TEXTE DE LA PAGE
○ ○ ○ ○ ○ ○ ○
Après son grand succès au Festival d’Avignon, le Richard II de Christophe Rauck arrive aux Amandiers. Le directeur des lieux y dirige d’une main de maître Micha Lescot dans une mise en scène léchée et totally british.
La famille rime avec amour ? Qui peut sérieusement dire cela ? L’histoire (occidentale) de l’humanité a même commencé avec un frère qui tue son autre frère. Chez Shakespeare, les liens du sang sont toujours sur-infectés et Richard II est un modèle du genre. La pièce fait partie du cycle Histoires (Histories) de William Shakespeare dédié aux rois d’Angleterre. Elle s’ouvre sur un fait d’actualité de l’époque.
Disons que l’affaire ferait les choux gras des réseaux sociaux. Pour nous, quelques siècles plus tard, le contexte est un peu flou lui aussi. La pièce s’ouvre en 1398 sur une violente querelle entre Bolingbroke et Mowbray. Il y a eu trahison et elle sera punie d’exil. Et autant dire que les vieux cousins ne sont pas d’accord avec cette sentence.
Ce flou-là, Christophe Rauck le symbolise avec un rideau de voile semi-opaque. On devine le corps gracile de Micha Lescot qui détonne par le blanc de son costume. Chaque comédien est posé sur un halo de lumière dans une esthétique qui fait penser à l’univers de Joël Pommerat, toute en noir et blanc.
○ ○ ○ ○ ○ ○ ○
CONSIGNES
1) Résumez en deux phrases la critique sur Richard II.
2) Reproduisez sans rien changer le passage de la critique sur Richard II qui va de « Après son grand » jusqu'à « et totally british. » inclus.
3) Poursuivez la critique sur Richard II à partir de sa dernière phrase.
○ ○ ○ ○ ○ ○ ○
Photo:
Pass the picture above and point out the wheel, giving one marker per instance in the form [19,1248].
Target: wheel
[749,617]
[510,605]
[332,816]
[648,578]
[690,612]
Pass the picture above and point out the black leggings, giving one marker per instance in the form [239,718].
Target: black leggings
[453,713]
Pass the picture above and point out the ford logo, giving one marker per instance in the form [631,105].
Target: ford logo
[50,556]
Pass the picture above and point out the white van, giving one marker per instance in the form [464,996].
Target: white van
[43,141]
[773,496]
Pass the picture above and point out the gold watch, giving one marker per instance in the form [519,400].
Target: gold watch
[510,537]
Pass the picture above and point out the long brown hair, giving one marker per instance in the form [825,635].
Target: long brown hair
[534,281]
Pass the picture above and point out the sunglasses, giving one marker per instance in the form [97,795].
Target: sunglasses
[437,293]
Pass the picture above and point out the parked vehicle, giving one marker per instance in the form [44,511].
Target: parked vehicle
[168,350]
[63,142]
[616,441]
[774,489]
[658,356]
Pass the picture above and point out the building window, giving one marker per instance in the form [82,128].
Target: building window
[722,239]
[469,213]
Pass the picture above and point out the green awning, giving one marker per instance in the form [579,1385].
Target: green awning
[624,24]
○ ○ ○ ○ ○ ○ ○
RÉPONSES PAR NUMÉRO
1) Après un grand succès au Festival d'Avignon, le Richard II mis en scène par Christophe Rauck, avec Micha Lescot, arrive aux Amandiers. Cette pièce du cycle des Histoires de Shakespeare s'ouvre en 1398 sur une violente querelle entre Bolingbroke et Mowbray, dont Rauck symbolise le flou par un rideau de voile semi-opaque dans une esthétique en noir et blanc.

2)
Après son grand succès au Festival d’Avignon, le Richard II de Christophe Rauck arrive aux Amandiers. Le directeur des lieux y dirige d’une main de maître Micha Lescot dans une mise en scène léchée et totally british.

3)
Quand le rideau s’ouvre, nous découvrons une scénographie épurée et splendide, faite uniquement de deux gradins manipulés à la main et de projections faisant office de décor (un palais, des vagues…). Nous voici plongés dans un milieu d’hommes (il y a une seule femme dans la pièce, la reine, qui n’a rien d’autre à faire qu’attendre). Ils sont tous cousins ou oncles et ont tous une seule idée en tête : couper celle du roi.
Il faut dire que ce despote-là énerve. Monté adolescent sur le trône, il n’a cessé de vider le trésor et d’offrir des titres à tout-va. Cela en est trop pour Bolingbroke et Mowbray qui feront tout pour se venger.
Les costumes sont des complets aux détails délicieux. Tissus prince de galles (cela ne manque pas d’humour), ou bleu-En Marche. Les vêtements sont ici aussi politiques que les mots.
Dans sa mise en scène expressionniste où la troupe est particulièrement mise en lumière, Christophe Rauck vient faire résonner cette histoire avec les crises politiques que nous traversons sans cesse.